## Document text

--- BEGIN ---

Using The Embedded Perl Interpreter
Introduction
Stephen Davies has contributed code that allows you to compile Nagios with an embedded Perl interpreter. This may be of interest to you if you rely heavily on plugins written in Perl.
Stanley Hopcroft has worked with the embedded Perl interpreter quite a bit and has commented on the advantages/disadvanges of using it. He has also given several helpful hints on creating Perl plugins that work properly with the embedded interpreter. The majority of this documentation comes from his comments.
It should be noted that "ePN", as used in this documentation, refers to embedded Perl Nagios, or if you prefer, Nagios compiled with an embedded Perl interpreter.
Advantages
Some advantages of ePN (embedded Perl Nagios) include:
- Nagios will spend much less time running your Perl plugins because it no longer forks to execute the plugin (each time loading the Perl interpreter). Instead, it executes your plugin by making a library call.
- It greatly reduces the system impact of Perl plugins and/or allows you to run more checks with Perl plugin than you otherwise would be able to. In other words, you have less incentive to write plugins in other languages such as C/C++, or Expect/TCL, that are generally recognised to have development times at least an order of magnitude slower than Perl (although they do run about ten times faster also - TCL being an exception).
- If you are not a C programmer, then you can still get a huge amount of mileage out of Nagios by letting Perl do all the heavy lifting without having Nagios slow right down. Note however, that the ePN will not speed up your plugin (apart from eliminating the interpreter load time). If you want fast plugins then consider Perl XSUBs (XS), or C after you are sure that your Perl is tuned and that you have a suitable algorithm (Benchmark.pm is invaluable for comparing the performance of Perl language elements).
- Using the ePN is an excellentt opportunity to learn more about Perl.
Disadvantages
The disadvantages of ePN (embedded Perl Nagios) are much the same as Apache mod_perl (i.e. Apache with an embedded interpreter) compared to a plain Apache:
- A Perl program that works fine with plain Nagios may not work with the ePN. You may have to modify your plugins to get them to work.
- Perl plugins are harder to debug under an ePN than under a plain Nagios.
- Your ePN will have a larger SIZE (memory footprint) than a plain Nagios.
- Some Perl constructs cannot be used or may behave differently than what you would expect.
- You may have to be aware of 'more than one way to do it' and choose a way that seems less attractive or obvious.
- You will need greater Perl knowledge (but nothing very esoteric or stuff about Perl internals - unless your plugin uses XSUBS).
Target Audience
- Average Perl developers; those with an appreciation of the languages powerful features without knowledge of internals or an in depth knowledge of those features.
- Those with a utilitarian appreciation rather than a great depth of understanding.
- If you are happy with Perl objects, name management, data structures, and the debugger, that's probably sufficient.
Things you should do when developing a Perl Plugin (ePN or not)

--- END ---

## Actions to take
A - In the embedded Perl interpreter documentation, what does "ePN" refer to?
B - Continue the embedded Perl interpreter documentation, starting after its last line.
The lines after this documentation on the embedded Perl interpreter are separate material.

## Information provided

--- BEGIN ---

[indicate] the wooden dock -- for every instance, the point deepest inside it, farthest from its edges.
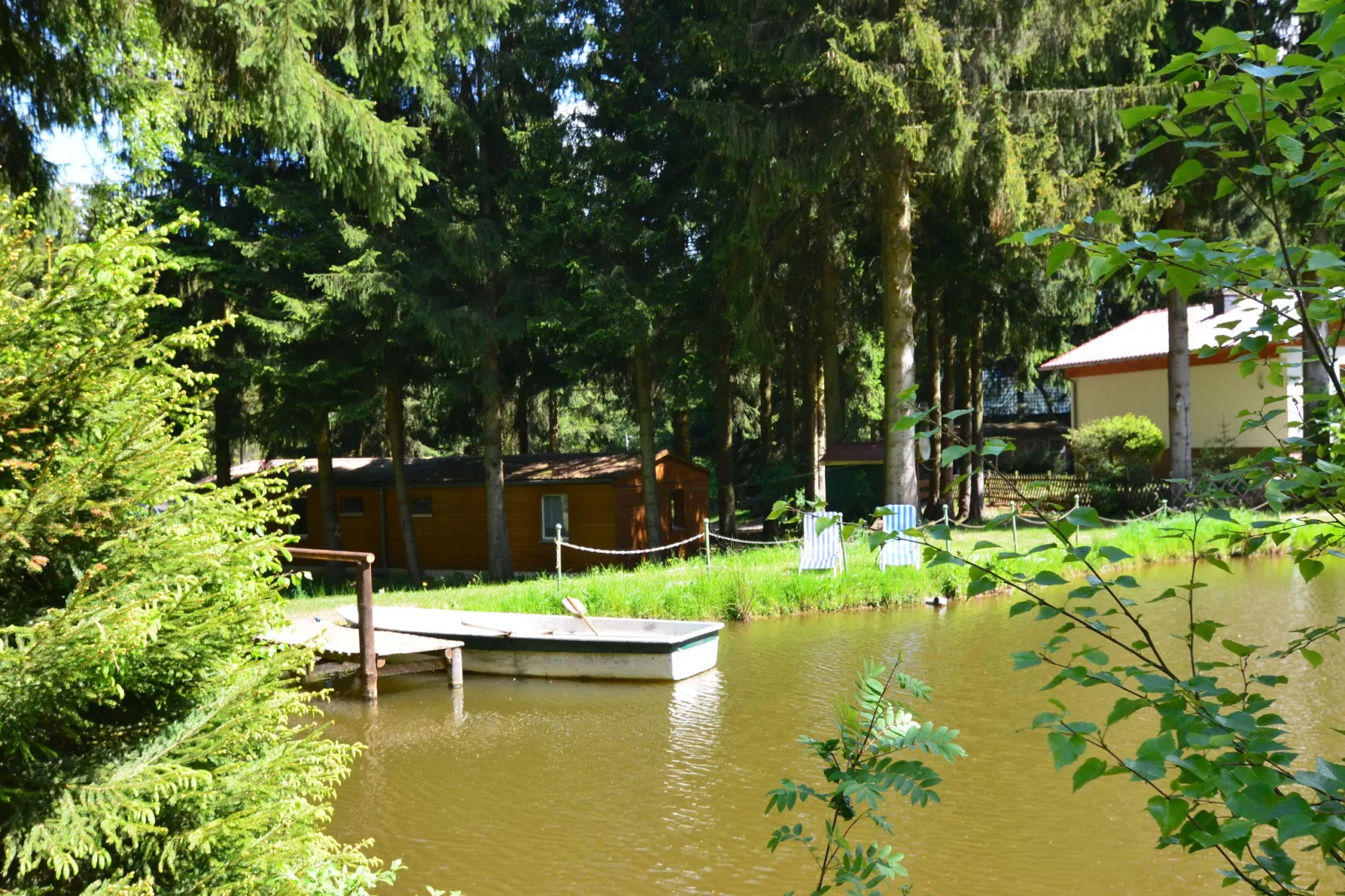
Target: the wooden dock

--- END ---

## Responses by task
A - Embedded Perl Nagios, meaning Nagios compiled with an embedded Perl interpreter.

B -
- Always always generate some output
- Use 'use utils' and import the stuff it exports ($TIMEOUT %ERRORS &print_revision &support)
- Have a look at how the standard Perl plugins do their stuff e.g.
- Always exit with $ERRORS{CRITICAL}, $ERRORS{OK}, etc.
- Use getopt to read command line arguments
- Manage timeouts
- Call print_usage (supplied by you) when there are no command line arguments
- Use standard switch names (eg H 'host', V 'version')
Things you must do to develop a Perl plugin for ePN
- <DATA> can not be used; use here documents instead e.g.
my $data = <<DATA;
portmapper 100000
portmap 100000
sunrpc 100000
rpcbind 100000
rstatd 100001
rstat 100001
rup 100001
..
DATA
%prognum = map { my($a, $b) = split; ($a, $b) } split(/\n/, $data) ;
- BEGIN blocks will not work as you expect. May be best to avoid.
- Ensure that it is squeaky clean at compile time i.e.
- use strict
- use perl -w (other switches [T notably] may not help)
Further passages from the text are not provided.